● TASK DIRECTIONS
Return each line of the records below that contains the string "handle", copying every such line in full.

● PROVIDED MATERIAL
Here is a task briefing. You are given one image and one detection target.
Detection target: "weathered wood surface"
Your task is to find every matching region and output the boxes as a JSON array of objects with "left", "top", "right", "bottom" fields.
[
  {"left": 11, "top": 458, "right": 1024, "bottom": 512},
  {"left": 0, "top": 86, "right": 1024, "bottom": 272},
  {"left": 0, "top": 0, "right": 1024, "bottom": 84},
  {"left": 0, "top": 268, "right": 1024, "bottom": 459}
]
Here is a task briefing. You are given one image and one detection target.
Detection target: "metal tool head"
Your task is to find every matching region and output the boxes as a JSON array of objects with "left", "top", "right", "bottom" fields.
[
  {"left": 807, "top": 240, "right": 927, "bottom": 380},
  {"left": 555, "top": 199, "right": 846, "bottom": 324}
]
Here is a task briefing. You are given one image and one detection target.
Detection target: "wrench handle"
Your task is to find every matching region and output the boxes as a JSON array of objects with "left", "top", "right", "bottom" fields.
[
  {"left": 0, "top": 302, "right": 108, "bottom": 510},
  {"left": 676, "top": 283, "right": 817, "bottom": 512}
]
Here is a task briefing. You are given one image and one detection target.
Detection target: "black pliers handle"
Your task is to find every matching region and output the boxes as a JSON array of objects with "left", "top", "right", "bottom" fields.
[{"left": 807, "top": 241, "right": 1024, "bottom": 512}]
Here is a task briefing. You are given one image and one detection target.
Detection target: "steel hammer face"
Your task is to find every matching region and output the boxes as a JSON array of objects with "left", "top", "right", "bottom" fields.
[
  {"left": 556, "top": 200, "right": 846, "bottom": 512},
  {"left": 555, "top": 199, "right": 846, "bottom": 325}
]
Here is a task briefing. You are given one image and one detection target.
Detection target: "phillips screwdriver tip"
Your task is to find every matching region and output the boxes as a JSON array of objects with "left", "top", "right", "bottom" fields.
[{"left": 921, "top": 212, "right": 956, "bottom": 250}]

● SOLUTION TO THIS EXERCISE
Detection target: "wrench handle"
Detection target: "black pliers handle"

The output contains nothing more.